**What you have to do:**
Can you recast all the records below as a Markdown table with the columns No. and Line, giving each line its own numbered row and leaving out blank lines?

**Entries supplied:**

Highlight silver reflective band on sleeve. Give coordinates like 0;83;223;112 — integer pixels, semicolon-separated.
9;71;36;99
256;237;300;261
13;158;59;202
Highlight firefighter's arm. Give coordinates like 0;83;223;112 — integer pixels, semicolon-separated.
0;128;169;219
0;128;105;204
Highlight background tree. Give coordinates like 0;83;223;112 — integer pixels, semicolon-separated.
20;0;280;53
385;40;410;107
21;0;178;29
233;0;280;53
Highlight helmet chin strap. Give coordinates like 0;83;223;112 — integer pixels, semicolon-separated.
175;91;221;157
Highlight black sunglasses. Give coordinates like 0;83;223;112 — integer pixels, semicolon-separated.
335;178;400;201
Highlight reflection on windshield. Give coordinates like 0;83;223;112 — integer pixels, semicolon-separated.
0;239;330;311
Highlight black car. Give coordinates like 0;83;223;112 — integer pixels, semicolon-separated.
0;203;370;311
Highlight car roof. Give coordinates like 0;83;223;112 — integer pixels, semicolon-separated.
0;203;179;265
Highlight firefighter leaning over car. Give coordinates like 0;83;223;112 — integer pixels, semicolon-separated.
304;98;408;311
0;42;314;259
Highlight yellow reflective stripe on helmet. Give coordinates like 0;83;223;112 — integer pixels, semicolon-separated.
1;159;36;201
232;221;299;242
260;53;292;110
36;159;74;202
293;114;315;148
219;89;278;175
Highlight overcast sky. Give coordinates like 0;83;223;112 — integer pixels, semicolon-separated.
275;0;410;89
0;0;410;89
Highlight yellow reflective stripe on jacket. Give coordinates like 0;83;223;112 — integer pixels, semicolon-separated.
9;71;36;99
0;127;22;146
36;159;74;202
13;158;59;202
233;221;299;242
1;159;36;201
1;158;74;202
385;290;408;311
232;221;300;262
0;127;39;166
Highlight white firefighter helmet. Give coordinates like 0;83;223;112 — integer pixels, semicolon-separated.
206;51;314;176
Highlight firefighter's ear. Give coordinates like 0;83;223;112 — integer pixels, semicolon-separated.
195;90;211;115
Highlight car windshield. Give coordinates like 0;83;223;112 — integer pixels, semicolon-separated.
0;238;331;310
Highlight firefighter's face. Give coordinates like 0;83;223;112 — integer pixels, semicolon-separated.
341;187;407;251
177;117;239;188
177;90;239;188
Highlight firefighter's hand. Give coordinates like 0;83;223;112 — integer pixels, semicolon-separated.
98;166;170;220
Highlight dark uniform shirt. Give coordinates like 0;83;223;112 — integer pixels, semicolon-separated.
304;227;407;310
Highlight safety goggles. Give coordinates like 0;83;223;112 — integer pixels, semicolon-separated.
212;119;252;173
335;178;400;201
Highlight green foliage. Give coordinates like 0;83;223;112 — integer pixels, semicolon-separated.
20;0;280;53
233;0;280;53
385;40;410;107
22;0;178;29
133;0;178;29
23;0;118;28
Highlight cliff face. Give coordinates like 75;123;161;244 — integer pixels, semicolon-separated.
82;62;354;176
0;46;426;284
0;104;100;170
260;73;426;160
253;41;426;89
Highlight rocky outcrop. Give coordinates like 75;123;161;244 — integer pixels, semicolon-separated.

**Result:**
| No. | Line |
|---|---|
| 1 | Highlight silver reflective band on sleeve. Give coordinates like 0;83;223;112 — integer pixels, semicolon-separated. |
| 2 | 9;71;36;99 |
| 3 | 256;237;300;261 |
| 4 | 13;158;59;202 |
| 5 | Highlight firefighter's arm. Give coordinates like 0;83;223;112 — integer pixels, semicolon-separated. |
| 6 | 0;128;169;219 |
| 7 | 0;128;105;204 |
| 8 | Highlight background tree. Give coordinates like 0;83;223;112 — integer pixels, semicolon-separated. |
| 9 | 20;0;280;53 |
| 10 | 385;40;410;107 |
| 11 | 21;0;178;29 |
| 12 | 233;0;280;53 |
| 13 | Highlight helmet chin strap. Give coordinates like 0;83;223;112 — integer pixels, semicolon-separated. |
| 14 | 175;91;221;157 |
| 15 | Highlight black sunglasses. Give coordinates like 0;83;223;112 — integer pixels, semicolon-separated. |
| 16 | 335;178;400;201 |
| 17 | Highlight reflection on windshield. Give coordinates like 0;83;223;112 — integer pixels, semicolon-separated. |
| 18 | 0;239;330;311 |
| 19 | Highlight black car. Give coordinates like 0;83;223;112 — integer pixels, semicolon-separated. |
| 20 | 0;203;370;311 |
| 21 | Highlight car roof. Give coordinates like 0;83;223;112 — integer pixels, semicolon-separated. |
| 22 | 0;203;179;265 |
| 23 | Highlight firefighter leaning over car. Give coordinates like 0;83;223;112 — integer pixels, semicolon-separated. |
| 24 | 304;98;408;311 |
| 25 | 0;42;314;259 |
| 26 | Highlight yellow reflective stripe on helmet. Give coordinates like 0;83;223;112 — integer pixels, semicolon-separated. |
| 27 | 1;159;36;201 |
| 28 | 232;221;299;242 |
| 29 | 260;53;292;110 |
| 30 | 36;159;74;202 |
| 31 | 293;114;315;148 |
| 32 | 219;89;278;175 |
| 33 | Highlight overcast sky. Give coordinates like 0;83;223;112 — integer pixels, semicolon-separated. |
| 34 | 275;0;410;89 |
| 35 | 0;0;410;89 |
| 36 | Highlight yellow reflective stripe on jacket. Give coordinates like 0;83;223;112 — integer pixels, semicolon-separated. |
| 37 | 9;71;36;99 |
| 38 | 0;127;22;146 |
| 39 | 36;159;74;202 |
| 40 | 13;158;59;202 |
| 41 | 233;221;299;242 |
| 42 | 1;159;36;201 |
| 43 | 1;158;74;202 |
| 44 | 385;290;408;311 |
| 45 | 232;221;300;262 |
| 46 | 0;127;39;166 |
| 47 | Highlight white firefighter helmet. Give coordinates like 0;83;223;112 — integer pixels, semicolon-separated. |
| 48 | 206;51;314;176 |
| 49 | Highlight firefighter's ear. Give coordinates like 0;83;223;112 — integer pixels, semicolon-separated. |
| 50 | 195;90;211;115 |
| 51 | Highlight car windshield. Give coordinates like 0;83;223;112 — integer pixels, semicolon-separated. |
| 52 | 0;238;331;310 |
| 53 | Highlight firefighter's face. Give coordinates like 0;83;223;112 — integer pixels, semicolon-separated. |
| 54 | 341;187;407;251 |
| 55 | 177;117;239;188 |
| 56 | 177;90;239;188 |
| 57 | Highlight firefighter's hand. Give coordinates like 0;83;223;112 — integer pixels, semicolon-separated. |
| 58 | 98;166;170;220 |
| 59 | Highlight dark uniform shirt. Give coordinates like 0;83;223;112 — integer pixels, semicolon-separated. |
| 60 | 304;227;407;310 |
| 61 | Highlight safety goggles. Give coordinates like 0;83;223;112 — integer pixels, semicolon-separated. |
| 62 | 212;119;252;173 |
| 63 | 335;178;400;201 |
| 64 | Highlight green foliage. Give coordinates like 0;83;223;112 — integer pixels, semicolon-separated. |
| 65 | 20;0;280;53 |
| 66 | 233;0;280;53 |
| 67 | 385;40;410;107 |
| 68 | 22;0;178;29 |
| 69 | 133;0;178;29 |
| 70 | 23;0;118;28 |
| 71 | Highlight cliff face. Give coordinates like 75;123;161;244 — integer pixels, semicolon-separated. |
| 72 | 82;62;354;176 |
| 73 | 0;46;426;284 |
| 74 | 0;104;100;170 |
| 75 | 260;73;426;160 |
| 76 | 253;41;426;89 |
| 77 | Highlight rocky outcrop. Give coordinates like 75;123;161;244 — integer pixels, semicolon-separated. |